══ Data ══
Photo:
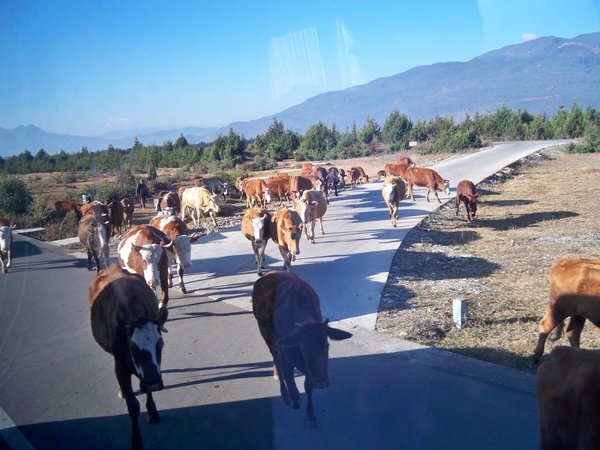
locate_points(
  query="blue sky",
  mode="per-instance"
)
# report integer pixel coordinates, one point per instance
(90, 67)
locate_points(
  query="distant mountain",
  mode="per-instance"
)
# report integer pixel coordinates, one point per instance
(538, 76)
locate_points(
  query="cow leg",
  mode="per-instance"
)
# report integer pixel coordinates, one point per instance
(574, 330)
(311, 420)
(133, 406)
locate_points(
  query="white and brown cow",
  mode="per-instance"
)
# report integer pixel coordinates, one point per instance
(126, 323)
(393, 191)
(574, 293)
(286, 231)
(200, 200)
(178, 232)
(6, 244)
(143, 250)
(289, 318)
(425, 177)
(92, 236)
(255, 226)
(311, 206)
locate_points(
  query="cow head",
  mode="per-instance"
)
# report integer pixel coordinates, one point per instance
(145, 347)
(311, 339)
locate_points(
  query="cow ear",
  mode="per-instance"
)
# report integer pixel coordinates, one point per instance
(337, 334)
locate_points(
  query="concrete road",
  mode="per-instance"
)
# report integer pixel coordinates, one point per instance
(58, 391)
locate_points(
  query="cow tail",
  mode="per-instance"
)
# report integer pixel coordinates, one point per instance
(558, 333)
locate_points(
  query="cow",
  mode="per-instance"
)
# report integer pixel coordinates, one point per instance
(200, 200)
(101, 214)
(143, 250)
(286, 231)
(255, 227)
(92, 236)
(466, 193)
(574, 293)
(393, 191)
(288, 313)
(396, 170)
(311, 206)
(116, 215)
(280, 188)
(217, 186)
(128, 208)
(6, 244)
(169, 202)
(363, 177)
(568, 397)
(299, 184)
(126, 323)
(424, 177)
(256, 190)
(62, 207)
(177, 231)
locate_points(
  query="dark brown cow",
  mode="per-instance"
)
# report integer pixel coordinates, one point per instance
(466, 193)
(143, 250)
(64, 206)
(363, 177)
(168, 202)
(256, 190)
(280, 188)
(289, 318)
(126, 323)
(286, 231)
(117, 214)
(256, 227)
(568, 396)
(6, 244)
(92, 236)
(299, 184)
(393, 191)
(178, 232)
(396, 170)
(128, 208)
(574, 293)
(424, 177)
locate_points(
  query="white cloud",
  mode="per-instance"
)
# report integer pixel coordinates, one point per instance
(529, 36)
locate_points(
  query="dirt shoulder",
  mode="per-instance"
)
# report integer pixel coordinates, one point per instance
(539, 210)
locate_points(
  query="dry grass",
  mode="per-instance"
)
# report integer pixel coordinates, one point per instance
(540, 210)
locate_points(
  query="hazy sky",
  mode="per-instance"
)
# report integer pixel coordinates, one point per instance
(88, 67)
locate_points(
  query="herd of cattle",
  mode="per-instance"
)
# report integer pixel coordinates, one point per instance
(127, 320)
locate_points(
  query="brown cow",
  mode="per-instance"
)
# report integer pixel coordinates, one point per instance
(255, 226)
(568, 396)
(396, 170)
(143, 250)
(299, 184)
(177, 231)
(256, 190)
(62, 207)
(286, 231)
(6, 244)
(200, 200)
(168, 202)
(466, 192)
(116, 215)
(289, 318)
(280, 187)
(424, 177)
(128, 208)
(311, 206)
(393, 191)
(126, 323)
(92, 236)
(574, 293)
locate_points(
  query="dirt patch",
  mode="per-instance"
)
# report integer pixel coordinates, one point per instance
(531, 214)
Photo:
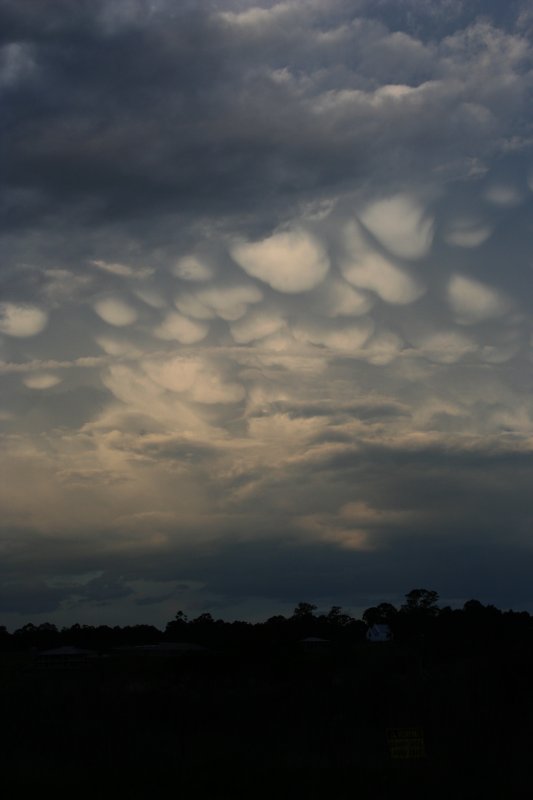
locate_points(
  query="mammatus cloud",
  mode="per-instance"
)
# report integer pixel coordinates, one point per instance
(41, 380)
(290, 262)
(265, 305)
(182, 329)
(115, 311)
(21, 320)
(472, 301)
(366, 268)
(401, 224)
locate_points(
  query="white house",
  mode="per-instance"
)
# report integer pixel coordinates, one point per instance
(379, 633)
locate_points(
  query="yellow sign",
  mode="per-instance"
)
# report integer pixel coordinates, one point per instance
(405, 743)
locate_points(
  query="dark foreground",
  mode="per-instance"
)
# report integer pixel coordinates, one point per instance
(276, 720)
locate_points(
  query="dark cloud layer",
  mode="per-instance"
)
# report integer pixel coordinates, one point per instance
(265, 292)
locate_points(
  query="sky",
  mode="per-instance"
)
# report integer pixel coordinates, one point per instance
(265, 306)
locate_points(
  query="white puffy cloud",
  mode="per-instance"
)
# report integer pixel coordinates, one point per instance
(21, 320)
(181, 328)
(115, 311)
(339, 299)
(151, 296)
(365, 268)
(290, 262)
(190, 268)
(41, 380)
(445, 347)
(200, 380)
(466, 232)
(401, 225)
(472, 301)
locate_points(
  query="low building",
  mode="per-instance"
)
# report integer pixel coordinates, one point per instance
(61, 658)
(379, 633)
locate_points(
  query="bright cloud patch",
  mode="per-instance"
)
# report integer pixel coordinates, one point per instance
(446, 347)
(289, 262)
(341, 300)
(182, 329)
(472, 301)
(367, 269)
(21, 320)
(115, 311)
(41, 381)
(401, 225)
(201, 381)
(190, 268)
(256, 325)
(467, 233)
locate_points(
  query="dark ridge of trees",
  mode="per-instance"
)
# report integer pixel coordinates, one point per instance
(418, 620)
(305, 691)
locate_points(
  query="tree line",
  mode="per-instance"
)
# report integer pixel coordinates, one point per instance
(419, 619)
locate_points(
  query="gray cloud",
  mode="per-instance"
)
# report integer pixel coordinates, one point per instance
(265, 327)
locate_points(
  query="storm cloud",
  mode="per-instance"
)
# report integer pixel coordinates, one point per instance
(265, 327)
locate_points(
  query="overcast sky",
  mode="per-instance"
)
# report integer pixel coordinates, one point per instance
(265, 320)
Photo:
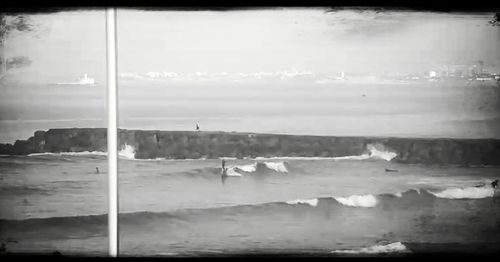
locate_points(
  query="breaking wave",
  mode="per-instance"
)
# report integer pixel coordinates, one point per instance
(465, 193)
(232, 172)
(396, 247)
(357, 201)
(83, 153)
(238, 170)
(277, 166)
(311, 202)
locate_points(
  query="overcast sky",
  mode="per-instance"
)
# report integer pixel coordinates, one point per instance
(72, 43)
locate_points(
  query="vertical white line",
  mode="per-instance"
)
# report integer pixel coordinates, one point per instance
(112, 131)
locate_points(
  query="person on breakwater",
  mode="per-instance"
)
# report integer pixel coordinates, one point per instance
(224, 171)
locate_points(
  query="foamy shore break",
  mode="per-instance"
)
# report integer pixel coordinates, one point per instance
(154, 144)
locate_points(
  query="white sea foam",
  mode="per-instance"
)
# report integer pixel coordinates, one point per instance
(248, 168)
(83, 153)
(398, 194)
(385, 155)
(373, 153)
(396, 247)
(127, 152)
(465, 193)
(277, 166)
(357, 201)
(311, 202)
(232, 172)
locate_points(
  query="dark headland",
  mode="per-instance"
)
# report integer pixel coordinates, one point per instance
(151, 144)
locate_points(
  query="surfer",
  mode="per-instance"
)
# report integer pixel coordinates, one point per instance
(496, 191)
(224, 171)
(494, 184)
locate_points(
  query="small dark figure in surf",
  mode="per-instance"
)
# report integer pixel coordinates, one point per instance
(496, 191)
(224, 171)
(494, 184)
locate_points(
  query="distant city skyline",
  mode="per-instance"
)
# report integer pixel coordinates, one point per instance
(266, 40)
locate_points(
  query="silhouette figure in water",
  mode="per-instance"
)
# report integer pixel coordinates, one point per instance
(224, 171)
(494, 184)
(496, 191)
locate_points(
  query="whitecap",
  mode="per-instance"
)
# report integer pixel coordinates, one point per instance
(277, 166)
(465, 193)
(357, 201)
(311, 202)
(396, 247)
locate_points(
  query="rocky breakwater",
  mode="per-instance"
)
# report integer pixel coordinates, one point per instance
(152, 144)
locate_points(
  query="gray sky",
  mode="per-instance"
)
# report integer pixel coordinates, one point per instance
(259, 40)
(73, 43)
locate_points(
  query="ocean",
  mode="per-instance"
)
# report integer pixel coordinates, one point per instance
(353, 205)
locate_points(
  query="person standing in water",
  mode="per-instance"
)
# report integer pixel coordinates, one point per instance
(496, 191)
(224, 171)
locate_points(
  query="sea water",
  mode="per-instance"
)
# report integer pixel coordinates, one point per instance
(338, 206)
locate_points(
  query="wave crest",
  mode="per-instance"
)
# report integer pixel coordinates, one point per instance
(357, 201)
(380, 154)
(311, 202)
(465, 193)
(83, 153)
(276, 166)
(396, 247)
═══
→ Task requirements: Tally the lines of the records that contain the string "dirt", with case counting, and give only the number.

→ Expected output: 2